# [Stated problem]
Put the following lines into a JSON list of strings, one string per line, leaving out any blank lines.

** begin Provided records **

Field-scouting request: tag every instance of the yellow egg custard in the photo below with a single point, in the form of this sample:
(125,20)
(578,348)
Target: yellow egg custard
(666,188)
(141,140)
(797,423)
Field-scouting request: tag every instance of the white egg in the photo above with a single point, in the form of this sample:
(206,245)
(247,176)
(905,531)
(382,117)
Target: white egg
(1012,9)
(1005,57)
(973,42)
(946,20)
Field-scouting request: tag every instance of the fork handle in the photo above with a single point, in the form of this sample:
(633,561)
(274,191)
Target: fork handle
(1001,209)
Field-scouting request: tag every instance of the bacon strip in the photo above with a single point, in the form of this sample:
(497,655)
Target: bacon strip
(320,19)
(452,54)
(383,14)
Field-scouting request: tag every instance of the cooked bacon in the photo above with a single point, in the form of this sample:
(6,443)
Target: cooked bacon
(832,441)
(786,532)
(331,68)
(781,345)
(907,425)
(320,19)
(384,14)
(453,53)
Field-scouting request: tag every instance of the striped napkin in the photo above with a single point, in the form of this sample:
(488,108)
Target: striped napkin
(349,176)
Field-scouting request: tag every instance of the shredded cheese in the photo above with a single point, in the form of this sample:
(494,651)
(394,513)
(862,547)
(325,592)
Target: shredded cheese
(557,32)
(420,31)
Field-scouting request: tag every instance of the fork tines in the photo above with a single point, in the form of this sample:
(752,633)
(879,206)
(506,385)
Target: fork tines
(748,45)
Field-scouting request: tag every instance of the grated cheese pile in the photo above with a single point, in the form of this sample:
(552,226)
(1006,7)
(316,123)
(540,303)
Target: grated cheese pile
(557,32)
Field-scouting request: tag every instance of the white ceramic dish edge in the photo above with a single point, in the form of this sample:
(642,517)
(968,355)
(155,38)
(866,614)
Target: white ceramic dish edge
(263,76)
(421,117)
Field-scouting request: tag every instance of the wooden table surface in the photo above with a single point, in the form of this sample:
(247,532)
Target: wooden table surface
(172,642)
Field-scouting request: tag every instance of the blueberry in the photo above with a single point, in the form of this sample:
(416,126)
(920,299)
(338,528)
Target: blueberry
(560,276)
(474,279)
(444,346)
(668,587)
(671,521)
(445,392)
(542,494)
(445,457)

** end Provided records **

# [Result of this exercise]
[
  "Field-scouting request: tag every instance of the yellow egg custard in the photo below with a single point, in the form of this sample:",
  "(125,20)",
  "(578,348)",
  "Target: yellow egg custard",
  "(666,188)",
  "(141,140)",
  "(797,423)",
  "Field-scouting request: tag every instance of the white egg in the photo above with a single point, in the form of this sample:",
  "(206,245)",
  "(247,176)",
  "(905,531)",
  "(382,117)",
  "Target: white egg",
  "(1012,9)",
  "(1005,57)",
  "(973,42)",
  "(946,20)",
  "Field-scouting request: tag every instance of the fork handle in the photo above with a single point, in the form of this sample:",
  "(633,561)",
  "(274,191)",
  "Target: fork handle",
  "(1001,209)",
  "Field-scouting request: tag every instance of the bacon strip in the photo above with a single point, in the form of this sample:",
  "(497,655)",
  "Target: bacon strip",
  "(320,19)",
  "(452,54)",
  "(383,14)",
  "Field-scouting request: tag every instance of the cooked bacon in the photo above with a single point, in the form of this sample:",
  "(6,443)",
  "Target: cooked bacon",
  "(832,441)",
  "(786,532)",
  "(331,68)",
  "(781,345)",
  "(907,425)",
  "(320,19)",
  "(384,14)",
  "(453,53)",
  "Field-scouting request: tag every instance of the striped napkin in the photo above with a single point, in the form of this sample:",
  "(488,108)",
  "Target: striped napkin",
  "(349,176)",
  "Field-scouting request: tag every instance of the shredded cheese in the photo above with a single point, in the form of this sample:",
  "(494,651)",
  "(394,513)",
  "(862,547)",
  "(325,592)",
  "Target: shredded cheese",
  "(557,32)",
  "(420,31)",
  "Field-scouting request: tag every instance of the fork tines in the photo above with a single point, in the form of this sample:",
  "(752,633)",
  "(879,206)",
  "(506,385)",
  "Target: fork tines",
  "(748,45)",
  "Field-scouting request: tag every instance of the grated cheese pile in the photo above with a single point, in the form of this sample:",
  "(552,226)",
  "(1006,7)",
  "(316,123)",
  "(540,303)",
  "Target: grated cheese pile",
  "(557,32)",
  "Field-scouting request: tag every instance of the white ceramic dish edge in the photo above with a single point, in the form of this sample:",
  "(642,517)",
  "(968,355)",
  "(155,38)",
  "(866,614)",
  "Target: white ceramic dish edge",
  "(263,76)",
  "(421,117)",
  "Field-scouting request: tag every instance of the wooden table surface in the photo above with a single point, in the form of this sample:",
  "(247,532)",
  "Target: wooden table surface",
  "(172,642)",
  "Field-scouting request: tag every instance of the blueberry in the photo above with a single point, in the form of this sample:",
  "(416,126)",
  "(920,299)",
  "(338,528)",
  "Target: blueberry",
  "(560,276)",
  "(474,279)",
  "(444,346)",
  "(668,587)",
  "(671,521)",
  "(445,392)",
  "(542,494)",
  "(445,457)"
]